Set down the data below without change, skipping the pictures it holds.
※
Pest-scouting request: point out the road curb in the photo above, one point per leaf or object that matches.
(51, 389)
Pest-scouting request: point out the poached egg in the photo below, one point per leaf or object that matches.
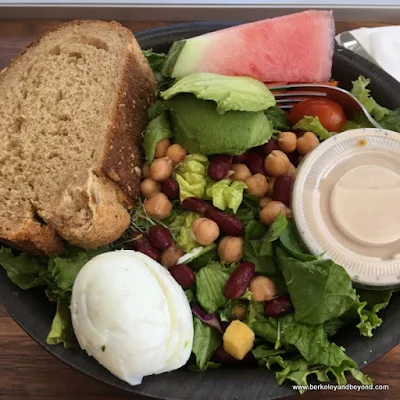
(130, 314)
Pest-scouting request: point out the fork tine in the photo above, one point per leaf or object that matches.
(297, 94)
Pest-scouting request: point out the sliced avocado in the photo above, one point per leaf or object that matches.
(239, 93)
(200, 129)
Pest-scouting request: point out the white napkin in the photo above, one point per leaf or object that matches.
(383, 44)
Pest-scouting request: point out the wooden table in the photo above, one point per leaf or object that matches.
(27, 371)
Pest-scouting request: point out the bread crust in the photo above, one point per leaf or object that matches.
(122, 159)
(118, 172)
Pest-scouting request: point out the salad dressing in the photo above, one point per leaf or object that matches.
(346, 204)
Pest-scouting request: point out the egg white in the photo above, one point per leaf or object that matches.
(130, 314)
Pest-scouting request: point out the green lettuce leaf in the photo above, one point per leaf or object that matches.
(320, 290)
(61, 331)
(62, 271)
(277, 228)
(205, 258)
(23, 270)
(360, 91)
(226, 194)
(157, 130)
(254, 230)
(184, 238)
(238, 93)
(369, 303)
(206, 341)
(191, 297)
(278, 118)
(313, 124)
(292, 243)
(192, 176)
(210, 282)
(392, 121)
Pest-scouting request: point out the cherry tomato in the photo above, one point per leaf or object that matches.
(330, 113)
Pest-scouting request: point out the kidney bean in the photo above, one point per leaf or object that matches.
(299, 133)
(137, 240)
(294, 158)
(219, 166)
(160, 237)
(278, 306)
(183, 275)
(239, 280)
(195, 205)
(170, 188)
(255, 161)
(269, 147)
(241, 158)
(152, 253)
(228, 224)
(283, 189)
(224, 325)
※
- FINISHED EXERCISE
Pest-scouting request: point out the road curb in the photo above, one point per leaf or object that matches.
(51, 389)
Pest-scouting request: point out the poached egg in the photo below, one point per leaf or object that matches.
(130, 314)
Pest-scouting request: point out the fork tine in the photo above, one point per leaf or object that matches.
(297, 94)
Pest-scouting request: point out the sliced avocado in the photo above, one point per leaf or object that matches.
(239, 93)
(200, 129)
Pest-scouting request: point out the white napkin in the photo above, one point per leaf or object that matches.
(383, 44)
Pest-scouting request: point out the wooden table in the photo above, one point per leaf or object that matches.
(27, 371)
Pest-scouting request: point out the bread crust in the photo above, one point per leaf or object that matches.
(122, 159)
(118, 172)
Pest-scouting request: point out the salad dressing in the photo above, one point per leaf or object that matches.
(346, 204)
Pest-scouting request: point out the egg white in the photo above, one point per leaf or object that matches.
(130, 314)
Pest-scouting request: point out the green lettuce leaf in the photo above, one point per leaf or object that matches.
(320, 290)
(61, 331)
(62, 271)
(277, 228)
(205, 258)
(23, 270)
(360, 91)
(226, 194)
(157, 130)
(254, 230)
(184, 238)
(238, 93)
(369, 303)
(206, 341)
(191, 297)
(278, 118)
(313, 124)
(292, 243)
(192, 176)
(210, 282)
(392, 121)
Pest-scouting request: point out the cherry tomato in the photo above, one point per leaf or object that matches.
(330, 113)
Pest-scouting request: point out the kidney bean in the photo above, one point per leaf or object that matches.
(299, 133)
(137, 240)
(294, 158)
(219, 166)
(160, 237)
(278, 306)
(183, 275)
(239, 280)
(195, 205)
(170, 188)
(255, 161)
(269, 147)
(241, 158)
(152, 253)
(228, 224)
(283, 189)
(224, 325)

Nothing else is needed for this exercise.